- **WHAT TO WORK ON**
Please restate, word for word, the lines below that begin at the one with "find the man's short hair in the photo above" and end at the one with "find the wedding dress in the photo above". Leave out all other lines.

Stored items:
■ ■ ■ ■ ■
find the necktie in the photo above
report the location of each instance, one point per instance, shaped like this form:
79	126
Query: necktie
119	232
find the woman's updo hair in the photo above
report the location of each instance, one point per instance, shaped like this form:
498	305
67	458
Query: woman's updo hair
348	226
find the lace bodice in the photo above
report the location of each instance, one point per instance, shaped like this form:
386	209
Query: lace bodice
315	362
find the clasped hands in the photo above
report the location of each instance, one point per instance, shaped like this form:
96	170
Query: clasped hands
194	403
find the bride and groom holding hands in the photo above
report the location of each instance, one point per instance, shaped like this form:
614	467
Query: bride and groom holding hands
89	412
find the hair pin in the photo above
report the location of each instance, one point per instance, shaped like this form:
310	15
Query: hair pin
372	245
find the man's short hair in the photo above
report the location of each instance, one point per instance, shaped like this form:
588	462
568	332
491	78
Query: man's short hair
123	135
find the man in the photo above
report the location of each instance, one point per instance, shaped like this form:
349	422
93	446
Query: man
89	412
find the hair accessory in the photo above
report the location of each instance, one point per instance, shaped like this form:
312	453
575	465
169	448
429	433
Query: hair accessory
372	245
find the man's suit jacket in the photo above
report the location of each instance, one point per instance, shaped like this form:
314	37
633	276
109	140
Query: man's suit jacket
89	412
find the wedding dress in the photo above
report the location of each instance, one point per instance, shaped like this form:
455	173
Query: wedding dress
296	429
■ ■ ■ ■ ■
- **TASK SOLUTION**
find the man's short hair in the photo above
report the location of each instance, one point per instance, shaped like this form:
588	462
568	332
491	78
Query: man's short hair
123	135
find the man in the photo above
report the location of each instance, one point per instance, shaped like this form:
349	422
93	446
Query: man
89	412
find the hair accessory in the photo above
report the location of each instance, one point per instance, shaped like this form:
312	453
575	465
169	448
429	433
Query: hair accessory
372	245
find the man's suit jacket in the photo above
report the location of each instance, one point per instance, shaped like this form:
314	37
633	276
109	140
Query: man's suit jacket
89	412
find the wedding dress in the photo above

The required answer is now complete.